*PROBLEM DESCRIPTION*:
Reproduce the entire listing below verbatim, line for line.
** start of RECORDS FOR THIS TASK **
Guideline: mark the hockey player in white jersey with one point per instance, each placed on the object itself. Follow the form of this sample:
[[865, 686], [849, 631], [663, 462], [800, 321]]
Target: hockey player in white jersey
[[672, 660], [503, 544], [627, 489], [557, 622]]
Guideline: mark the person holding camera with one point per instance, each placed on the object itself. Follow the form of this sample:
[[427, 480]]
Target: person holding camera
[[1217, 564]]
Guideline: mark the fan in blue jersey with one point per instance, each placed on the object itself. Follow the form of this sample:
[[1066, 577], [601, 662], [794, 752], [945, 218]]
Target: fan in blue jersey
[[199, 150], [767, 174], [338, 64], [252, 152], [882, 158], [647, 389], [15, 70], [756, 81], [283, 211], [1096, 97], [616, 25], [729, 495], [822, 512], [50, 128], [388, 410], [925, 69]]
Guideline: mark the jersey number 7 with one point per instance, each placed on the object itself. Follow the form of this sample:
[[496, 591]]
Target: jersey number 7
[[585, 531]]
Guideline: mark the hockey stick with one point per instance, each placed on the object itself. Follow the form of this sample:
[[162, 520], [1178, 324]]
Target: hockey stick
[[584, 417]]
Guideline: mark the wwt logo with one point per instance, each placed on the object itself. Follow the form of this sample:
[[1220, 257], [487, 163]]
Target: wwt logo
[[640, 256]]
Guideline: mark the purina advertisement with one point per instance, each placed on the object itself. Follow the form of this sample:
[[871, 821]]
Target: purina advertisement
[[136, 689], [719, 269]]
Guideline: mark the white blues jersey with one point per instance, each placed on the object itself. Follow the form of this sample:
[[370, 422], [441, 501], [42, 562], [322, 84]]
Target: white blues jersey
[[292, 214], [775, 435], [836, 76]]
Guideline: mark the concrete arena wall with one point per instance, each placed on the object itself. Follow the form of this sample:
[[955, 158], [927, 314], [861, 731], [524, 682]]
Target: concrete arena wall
** end of RECORDS FOR THIS TASK **
*FINAL RESULT*:
Guideline: mark the hockey player in white jersey with one point per instance, each placed on the object itself. Follow the form of this sample:
[[865, 686], [849, 631], [663, 462], [800, 321]]
Target: hockey player in white jersey
[[672, 660], [503, 544], [627, 489], [557, 622]]
Guideline: mark the person holding camera with one point per instance, each placed on the object itself. Follow the form of this sample:
[[427, 480]]
Target: person holding camera
[[1217, 564]]
Guideline: mark the fan in blue jersey with one point per instance, each placed on the object itself. Follow the form of this sample:
[[1066, 577], [601, 662], [794, 752], [945, 218]]
Target: fan in blue jersey
[[199, 150], [767, 174], [338, 64], [252, 152], [882, 158], [647, 389], [15, 70], [756, 81], [283, 211], [1096, 97], [616, 25], [729, 495], [822, 512], [50, 128], [388, 410], [925, 69]]
Guideline: mark the jersey number 7 with one point per instance, each placed on the object itself. Follow the form of this sample:
[[496, 591]]
Target: jersey number 7
[[585, 531]]
Guideline: mark the hockey stick with one point per instance, each placed on the object itself. Follow the form of this sample:
[[162, 520], [1178, 324]]
Target: hockey stick
[[584, 417]]
Guideline: mark the wwt logo with one point per instance, each placed on the object itself. Follow the form of this sample:
[[1220, 257], [487, 163]]
Target: wwt logo
[[640, 256]]
Guideline: mark the purina advertisement with one point per instance, each placed on the object itself. Follow the form of this sample:
[[871, 821]]
Target: purina advertisement
[[136, 689], [719, 269]]
Guideline: mark the white blues jersey with one point per instance, each placed on the object itself. Follow the form of this sample:
[[370, 422], [441, 501], [42, 562], [322, 84]]
Target: white blues jersey
[[292, 214], [775, 435], [836, 76]]
Guideline: mark the concrete arena wall with one point per instance, each placed on the object itself. Follow the form of this sample:
[[955, 158], [927, 314], [861, 731], [524, 682]]
Target: concrete arena wall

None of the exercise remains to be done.